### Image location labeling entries

※ ※ ※

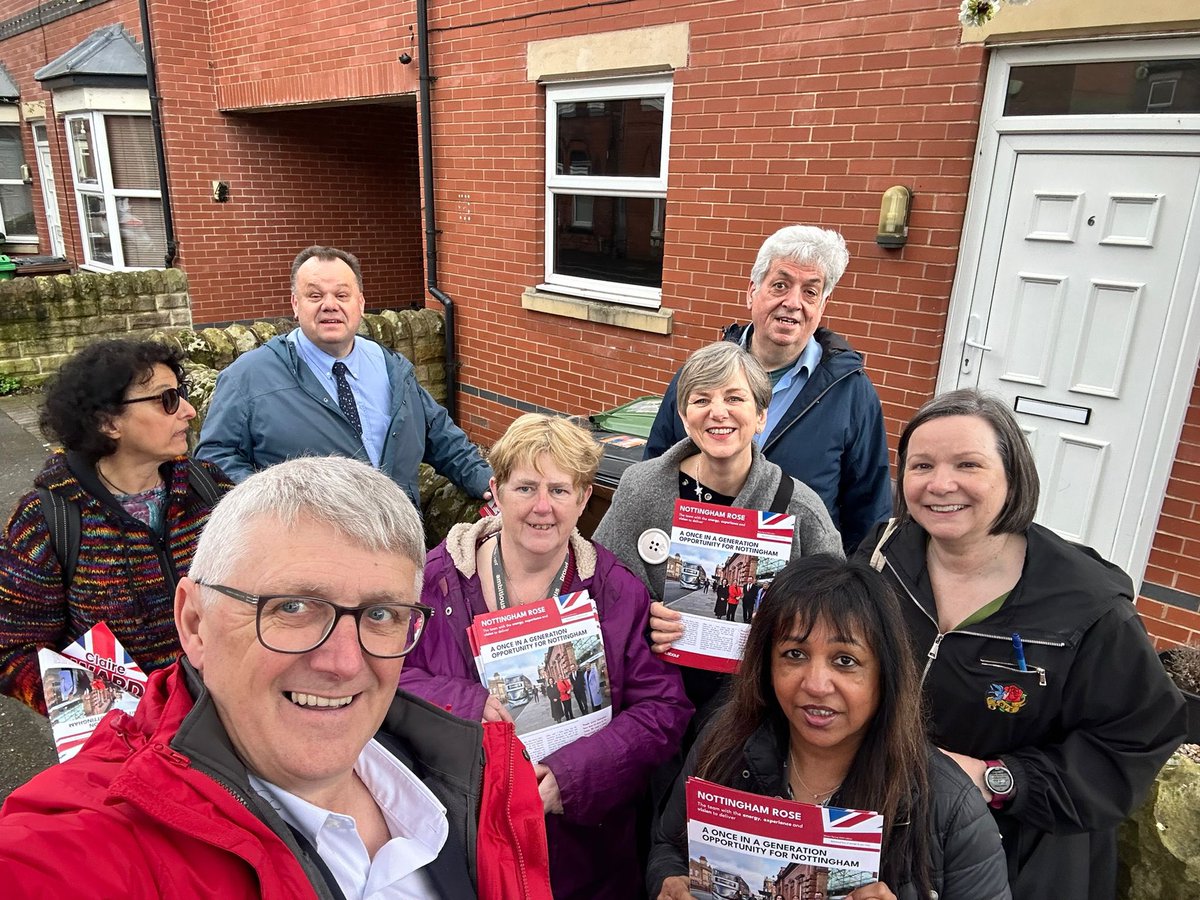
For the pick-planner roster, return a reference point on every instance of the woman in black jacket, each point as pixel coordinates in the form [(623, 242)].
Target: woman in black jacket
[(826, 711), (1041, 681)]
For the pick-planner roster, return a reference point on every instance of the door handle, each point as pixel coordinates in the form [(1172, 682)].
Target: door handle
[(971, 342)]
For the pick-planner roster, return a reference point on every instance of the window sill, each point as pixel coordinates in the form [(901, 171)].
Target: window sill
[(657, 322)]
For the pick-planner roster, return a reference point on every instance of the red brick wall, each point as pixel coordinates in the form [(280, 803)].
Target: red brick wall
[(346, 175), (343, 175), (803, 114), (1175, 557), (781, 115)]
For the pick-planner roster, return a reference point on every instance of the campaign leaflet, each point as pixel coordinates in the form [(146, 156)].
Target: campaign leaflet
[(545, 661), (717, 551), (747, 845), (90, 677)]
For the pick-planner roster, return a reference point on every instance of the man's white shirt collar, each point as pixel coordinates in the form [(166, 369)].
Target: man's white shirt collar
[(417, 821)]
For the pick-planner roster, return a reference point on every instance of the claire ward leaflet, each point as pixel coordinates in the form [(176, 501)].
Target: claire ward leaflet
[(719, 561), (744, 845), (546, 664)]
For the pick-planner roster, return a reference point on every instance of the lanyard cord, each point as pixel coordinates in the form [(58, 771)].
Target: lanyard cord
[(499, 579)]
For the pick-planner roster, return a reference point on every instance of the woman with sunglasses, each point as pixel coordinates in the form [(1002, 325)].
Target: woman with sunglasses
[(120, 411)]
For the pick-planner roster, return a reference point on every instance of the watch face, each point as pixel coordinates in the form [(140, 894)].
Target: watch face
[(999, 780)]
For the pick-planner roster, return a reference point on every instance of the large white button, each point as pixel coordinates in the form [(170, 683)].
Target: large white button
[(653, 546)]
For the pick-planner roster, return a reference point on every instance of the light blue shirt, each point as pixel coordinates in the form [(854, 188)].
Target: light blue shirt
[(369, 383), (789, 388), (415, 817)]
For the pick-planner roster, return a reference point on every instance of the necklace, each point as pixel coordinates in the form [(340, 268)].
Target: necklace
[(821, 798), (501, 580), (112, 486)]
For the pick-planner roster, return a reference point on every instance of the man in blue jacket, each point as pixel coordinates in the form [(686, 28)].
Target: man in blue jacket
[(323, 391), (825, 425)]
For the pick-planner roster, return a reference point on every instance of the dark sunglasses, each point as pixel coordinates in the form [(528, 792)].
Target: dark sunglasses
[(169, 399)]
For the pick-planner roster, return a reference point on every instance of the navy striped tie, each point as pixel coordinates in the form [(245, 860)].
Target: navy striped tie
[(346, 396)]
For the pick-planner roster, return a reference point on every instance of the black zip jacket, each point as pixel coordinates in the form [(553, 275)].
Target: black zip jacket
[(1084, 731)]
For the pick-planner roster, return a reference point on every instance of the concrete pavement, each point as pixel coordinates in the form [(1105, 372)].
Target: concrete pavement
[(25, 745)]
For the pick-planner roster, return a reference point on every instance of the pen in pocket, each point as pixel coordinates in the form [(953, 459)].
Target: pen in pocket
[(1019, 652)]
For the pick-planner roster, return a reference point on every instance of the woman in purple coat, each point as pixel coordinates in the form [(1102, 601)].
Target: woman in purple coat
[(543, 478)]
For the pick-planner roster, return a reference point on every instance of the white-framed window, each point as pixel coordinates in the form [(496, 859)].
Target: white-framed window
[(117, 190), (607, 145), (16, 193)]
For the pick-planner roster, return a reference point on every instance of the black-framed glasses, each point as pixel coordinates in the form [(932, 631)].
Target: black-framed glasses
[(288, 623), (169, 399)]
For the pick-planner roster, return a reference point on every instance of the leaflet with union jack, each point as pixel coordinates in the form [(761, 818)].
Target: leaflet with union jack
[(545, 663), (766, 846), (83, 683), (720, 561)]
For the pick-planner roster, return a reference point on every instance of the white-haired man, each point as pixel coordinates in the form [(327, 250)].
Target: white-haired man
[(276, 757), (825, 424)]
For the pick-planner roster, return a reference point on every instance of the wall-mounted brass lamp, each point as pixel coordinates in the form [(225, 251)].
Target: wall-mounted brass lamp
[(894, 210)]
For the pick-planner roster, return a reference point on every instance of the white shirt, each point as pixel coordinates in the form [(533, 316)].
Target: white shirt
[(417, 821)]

※ ※ ※

### WHAT THE EXERCISE ASKS
Put everything from the line containing "form [(225, 251)]." down to the end of the lines into a two-column CSV with the headers "prompt" and "answer". Give one row for each line and its answer, quote every field, and replace line breaks with spaces.

### RESULT FOR THIS EXERCISE
prompt,answer
"For the pick-planner roster, return a reference point on every instance of the wall-mounted brass lamp, each point as pixel coordinates in the form [(225, 251)]. Target: wall-mounted brass lamp","[(894, 210)]"
"For the pick-planner roster, return a reference point on every instance of the white shirt, each point as pixel coordinates in the form [(533, 316)]. Target: white shirt","[(417, 821)]"